TASKS FOR THIS EXERCISE:
[a] Print the passage on conversational sub-agents from "Conversational sub-agents can" up to and including "research happens transparently.".
[b] Do these statements agree with the passage on conversational sub-agents? For each, answer yes or no and quote the deciding words. (i) A conversational sub-agent using self_terminate waits for the user to explicitly switch back before the orchestrator resumes. (ii) The transient research agent falls back to web search. (iii) Delegation tools are generated automatically when the orchestrator discovers sub-agents.

SELECTED PASSAGE:
Start of Block
When the orchestrator discovers sub-agents, it automatically generates delegation tools (e.g., call_tasks) so it can invoke them during the reasoning loop. Conversational sub-agents stream their responses back through the orchestrator.
Conversational sub-agents also have a self_terminate tool that lets them hand control back to the parent agent on their own. This is useful when the agent decides it has completed the user's request and there's nothing more to do — instead of waiting for the user to explicitly switch back, the agent provides a summary of what it accomplished and the orchestrator resumes. The user sees a seamless transition back to the main conversation.
Conversational sub-agents can also call request_assistance when they need information they don't have. Instead of telling the user "I can't help with that," the agent describes what it needs, its ReAct loop suspends, and Quincy dispatches a transient research agent behind the scenes. The research agent probes sibling agents, checks documentation, searches memory, and falls back to web search. Once it finds an answer, the result is injected into the original agent's context and it resumes exactly where it left off. The user sees one continuous conversation — the research happens transparently.
End of Block
RECORD SET:
Start of Block
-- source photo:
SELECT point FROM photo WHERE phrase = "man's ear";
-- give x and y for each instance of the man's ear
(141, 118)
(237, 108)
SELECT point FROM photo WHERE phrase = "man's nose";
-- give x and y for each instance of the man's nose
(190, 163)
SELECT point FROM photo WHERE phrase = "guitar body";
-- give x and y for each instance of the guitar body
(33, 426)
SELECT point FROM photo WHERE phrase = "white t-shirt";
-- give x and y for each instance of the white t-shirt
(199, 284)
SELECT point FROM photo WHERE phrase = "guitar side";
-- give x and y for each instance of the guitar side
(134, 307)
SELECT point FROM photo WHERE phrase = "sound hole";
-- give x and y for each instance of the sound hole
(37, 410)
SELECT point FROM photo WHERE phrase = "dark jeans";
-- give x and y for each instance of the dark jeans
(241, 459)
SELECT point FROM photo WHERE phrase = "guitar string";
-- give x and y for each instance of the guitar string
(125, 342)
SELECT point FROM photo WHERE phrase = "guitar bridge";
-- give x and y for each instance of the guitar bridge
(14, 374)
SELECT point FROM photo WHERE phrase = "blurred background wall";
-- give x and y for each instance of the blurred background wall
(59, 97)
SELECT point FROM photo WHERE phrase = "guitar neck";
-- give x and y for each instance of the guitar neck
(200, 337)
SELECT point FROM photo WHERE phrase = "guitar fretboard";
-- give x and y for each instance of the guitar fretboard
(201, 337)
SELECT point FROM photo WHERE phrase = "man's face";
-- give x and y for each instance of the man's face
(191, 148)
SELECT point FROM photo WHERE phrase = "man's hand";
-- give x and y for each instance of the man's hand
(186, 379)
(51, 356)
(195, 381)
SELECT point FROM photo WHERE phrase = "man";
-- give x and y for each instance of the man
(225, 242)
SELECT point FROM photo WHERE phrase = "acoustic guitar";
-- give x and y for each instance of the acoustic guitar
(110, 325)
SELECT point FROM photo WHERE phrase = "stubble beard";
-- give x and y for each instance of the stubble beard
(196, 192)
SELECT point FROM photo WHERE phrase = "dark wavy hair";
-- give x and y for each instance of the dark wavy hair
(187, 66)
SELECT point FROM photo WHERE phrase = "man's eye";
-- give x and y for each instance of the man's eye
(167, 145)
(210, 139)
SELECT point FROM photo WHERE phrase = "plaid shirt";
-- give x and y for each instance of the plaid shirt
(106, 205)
End of Block
Start of Block
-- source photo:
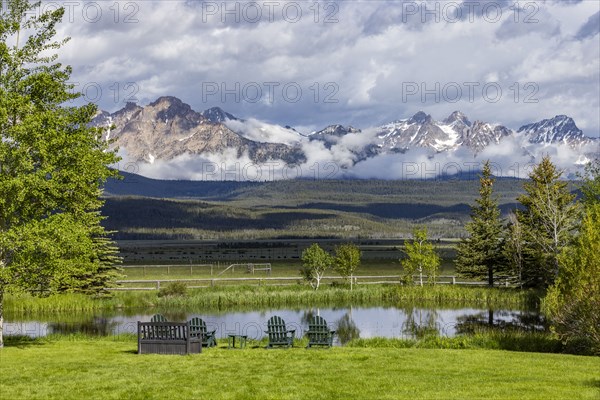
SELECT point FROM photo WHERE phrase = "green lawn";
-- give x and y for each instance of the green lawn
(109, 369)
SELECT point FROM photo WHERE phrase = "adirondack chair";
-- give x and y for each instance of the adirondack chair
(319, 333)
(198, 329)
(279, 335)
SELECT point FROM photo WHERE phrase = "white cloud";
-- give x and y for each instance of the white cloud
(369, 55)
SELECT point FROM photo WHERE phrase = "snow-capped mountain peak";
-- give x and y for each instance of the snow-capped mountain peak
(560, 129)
End of Block
SOLUTIONS TO EACH TASK:
[a]
Conversational sub-agents can also call request_assistance when they need information they don't have. Instead of telling the user "I can't help with that," the agent describes what it needs, its ReAct loop suspends, and Quincy dispatches a transient research agent behind the scenes. The research agent probes sibling agents, checks documentation, searches memory, and falls back to web search. Once it finds an answer, the result is injected into the original agent's context and it resumes exactly where it left off. The user sees one continuous conversation — the research happens transparently.

[b]
(i) No: "instead of waiting for the user to explicitly switch back, the agent provides a summary of what it accomplished and the orchestrator resumes"
(ii) Yes: "falls back to web search"
(iii) Yes: "When the orchestrator discovers sub-agents, it automatically generates delegation tools"